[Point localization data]
+-------+

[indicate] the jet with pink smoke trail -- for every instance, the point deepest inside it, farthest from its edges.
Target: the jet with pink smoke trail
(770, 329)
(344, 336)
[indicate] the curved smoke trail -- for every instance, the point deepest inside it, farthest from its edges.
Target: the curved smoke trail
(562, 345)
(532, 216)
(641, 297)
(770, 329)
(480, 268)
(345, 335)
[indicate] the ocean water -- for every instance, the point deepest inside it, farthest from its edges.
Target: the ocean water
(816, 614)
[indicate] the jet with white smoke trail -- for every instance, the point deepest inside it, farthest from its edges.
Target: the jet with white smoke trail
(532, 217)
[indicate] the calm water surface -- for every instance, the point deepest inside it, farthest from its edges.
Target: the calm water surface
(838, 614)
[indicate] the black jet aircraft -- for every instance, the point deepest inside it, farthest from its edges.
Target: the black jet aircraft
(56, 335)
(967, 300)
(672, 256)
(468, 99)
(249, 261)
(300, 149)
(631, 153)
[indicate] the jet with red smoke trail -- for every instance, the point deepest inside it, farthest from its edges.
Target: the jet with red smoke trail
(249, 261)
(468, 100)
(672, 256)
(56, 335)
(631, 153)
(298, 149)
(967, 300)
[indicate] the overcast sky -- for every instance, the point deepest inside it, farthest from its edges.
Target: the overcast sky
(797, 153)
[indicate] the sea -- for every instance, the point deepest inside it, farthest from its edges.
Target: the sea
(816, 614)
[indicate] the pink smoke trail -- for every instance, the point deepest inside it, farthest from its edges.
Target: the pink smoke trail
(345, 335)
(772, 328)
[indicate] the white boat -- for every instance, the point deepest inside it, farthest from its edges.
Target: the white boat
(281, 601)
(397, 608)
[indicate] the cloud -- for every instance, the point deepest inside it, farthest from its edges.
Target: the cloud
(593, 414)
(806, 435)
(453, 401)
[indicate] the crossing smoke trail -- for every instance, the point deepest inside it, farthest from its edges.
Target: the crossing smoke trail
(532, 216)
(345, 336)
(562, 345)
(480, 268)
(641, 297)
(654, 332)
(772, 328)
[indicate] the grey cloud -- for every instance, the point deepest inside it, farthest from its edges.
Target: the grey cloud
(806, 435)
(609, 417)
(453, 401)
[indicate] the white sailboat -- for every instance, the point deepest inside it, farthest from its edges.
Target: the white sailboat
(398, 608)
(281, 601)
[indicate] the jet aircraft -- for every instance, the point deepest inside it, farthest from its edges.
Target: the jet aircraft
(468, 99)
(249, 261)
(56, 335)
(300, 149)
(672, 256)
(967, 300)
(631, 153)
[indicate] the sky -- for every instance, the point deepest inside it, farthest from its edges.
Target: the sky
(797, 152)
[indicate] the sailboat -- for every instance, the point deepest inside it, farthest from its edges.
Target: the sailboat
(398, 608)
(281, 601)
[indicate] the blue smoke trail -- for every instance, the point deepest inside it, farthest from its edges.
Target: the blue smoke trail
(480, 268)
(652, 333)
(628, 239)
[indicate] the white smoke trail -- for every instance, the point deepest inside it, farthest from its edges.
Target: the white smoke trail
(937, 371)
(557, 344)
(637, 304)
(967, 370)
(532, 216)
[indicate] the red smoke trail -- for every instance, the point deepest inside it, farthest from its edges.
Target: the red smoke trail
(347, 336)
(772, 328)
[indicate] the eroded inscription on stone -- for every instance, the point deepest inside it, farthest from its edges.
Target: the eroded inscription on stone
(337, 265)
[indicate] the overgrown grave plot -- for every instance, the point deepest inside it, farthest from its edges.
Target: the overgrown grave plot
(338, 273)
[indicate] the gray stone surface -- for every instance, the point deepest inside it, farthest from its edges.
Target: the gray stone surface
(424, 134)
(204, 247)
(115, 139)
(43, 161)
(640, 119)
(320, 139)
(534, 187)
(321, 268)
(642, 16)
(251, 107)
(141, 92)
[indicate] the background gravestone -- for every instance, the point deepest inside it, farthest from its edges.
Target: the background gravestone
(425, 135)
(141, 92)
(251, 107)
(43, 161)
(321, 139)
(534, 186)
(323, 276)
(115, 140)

+-------+

## ACTIVITY
Retype the entries exactly; leave nothing out.

## SOLUTION TO THIS TASK
[indicate] the jet with pink smoke trail -- for every instance, the point deepest inside it, farthest from its edges.
Target: the jet with pink smoke trail
(770, 329)
(344, 336)
[indicate] the curved smoke trail -- for every instance, the point deepest inside it, farthest from its edges.
Target: the curved smoke trail
(562, 345)
(532, 216)
(641, 297)
(770, 329)
(480, 268)
(345, 335)
[indicate] the ocean water -- for every instance, the point deepest inside it, farthest from its edges.
Target: the ocean water
(816, 614)
[indicate] the jet with white smoke trail -- for every instance, the point deepest inside it, farthest from its edges.
Target: the jet with white smoke trail
(532, 217)
[indicate] the calm water surface -- for every instance, the point deepest inside it, farthest from its edges.
Target: the calm water surface
(838, 614)
[indicate] the black jet aircraft -- for every instance, the point deepest inside it, farthest from its edges.
Target: the black jet aircraft
(56, 335)
(967, 300)
(672, 256)
(468, 99)
(249, 261)
(300, 149)
(631, 153)
[indicate] the jet with red smoke trail -- for every instance, the point deepest inside it, farthest from its edges.
Target: the jet with red smoke trail
(249, 261)
(468, 100)
(672, 256)
(56, 335)
(631, 153)
(298, 149)
(967, 300)
[indicate] the overcast sky -- for every instance, the point deepest inside it, farthest from its edges.
Target: the overcast sky
(797, 153)
[indicate] the sea -- for every instance, the point deepest inside it, farthest from its edges.
Target: the sea
(816, 614)
[indicate] the pink smoke trail -- for every instance, the point deepest inside it, farthest from its edges.
Target: the pink smoke trail
(345, 335)
(772, 328)
[indicate] the white boat -- for every instance, the point deepest inside it, farthest from its edges.
Target: the white boat
(281, 601)
(397, 608)
[indicate] the cloud -- for every instance, the point deepest inside it, farthest from its edges.
Target: the cloud
(593, 414)
(806, 435)
(453, 401)
[indicate] the crossing smoke trail -- for every instance, the point deepest inside it, farthest from its edges.
Target: the crossing smoke trail
(532, 216)
(345, 336)
(562, 345)
(480, 268)
(641, 297)
(654, 332)
(772, 328)
[indicate] the grey cloud -- for every instance, the point deepest inside it, farthest from its edges.
Target: the grey cloud
(806, 435)
(609, 417)
(453, 401)
[indicate] the white sailboat -- for every instance, the point deepest inside it, farthest from its edges.
Target: the white sailboat
(398, 608)
(281, 601)
[indicate] the jet aircraft -- for every instance, the point deepest inside it, farthest from its edges.
Target: the jet aircraft
(468, 99)
(249, 261)
(56, 335)
(300, 149)
(672, 256)
(967, 300)
(631, 153)
[indicate] the sky -- for every instance, the point deepest inside it, farthest from its edges.
Target: the sky
(797, 152)
[indicate] the sailboat -- for every instance, the point deepest inside it, farthest from its edges.
Target: the sailboat
(398, 608)
(281, 601)
[indicate] the blue smoke trail -- for every instance, the point deepest inside it, farthest from its edges.
Target: the blue smoke trail
(480, 268)
(652, 333)
(628, 239)
[indicate] the white smoke trail -- for every instance, the point deepest inside it, farthest from its edges.
Target: the white smoke trail
(937, 371)
(557, 344)
(637, 304)
(967, 370)
(532, 216)
[indicate] the red smoke trail -- for every instance, the point deepest inside it, farthest from its edges.
Target: the red smoke trail
(347, 336)
(772, 328)
[indicate] the eroded inscription on stone -- for every instance, the point deepest inside it, farthest from its edges.
Target: the eroded inscription on stone
(337, 265)
[indicate] the overgrown grave plot -- for every instance, the point deepest inside it, farthest from its edges.
Target: the overgrown grave plot
(338, 273)
[indicate] the gray stone surface -- for every instance, the point deepest inside it, farthest from its edges.
Target: the gray stone surface
(424, 134)
(204, 247)
(115, 139)
(43, 161)
(640, 119)
(320, 139)
(534, 187)
(321, 268)
(642, 16)
(251, 107)
(141, 92)
[indicate] the background gravestone -- for every instance, the point deepest inside it, farthest from its edges.
Target: the background gravestone
(425, 135)
(141, 92)
(251, 107)
(43, 161)
(321, 139)
(534, 186)
(323, 276)
(115, 140)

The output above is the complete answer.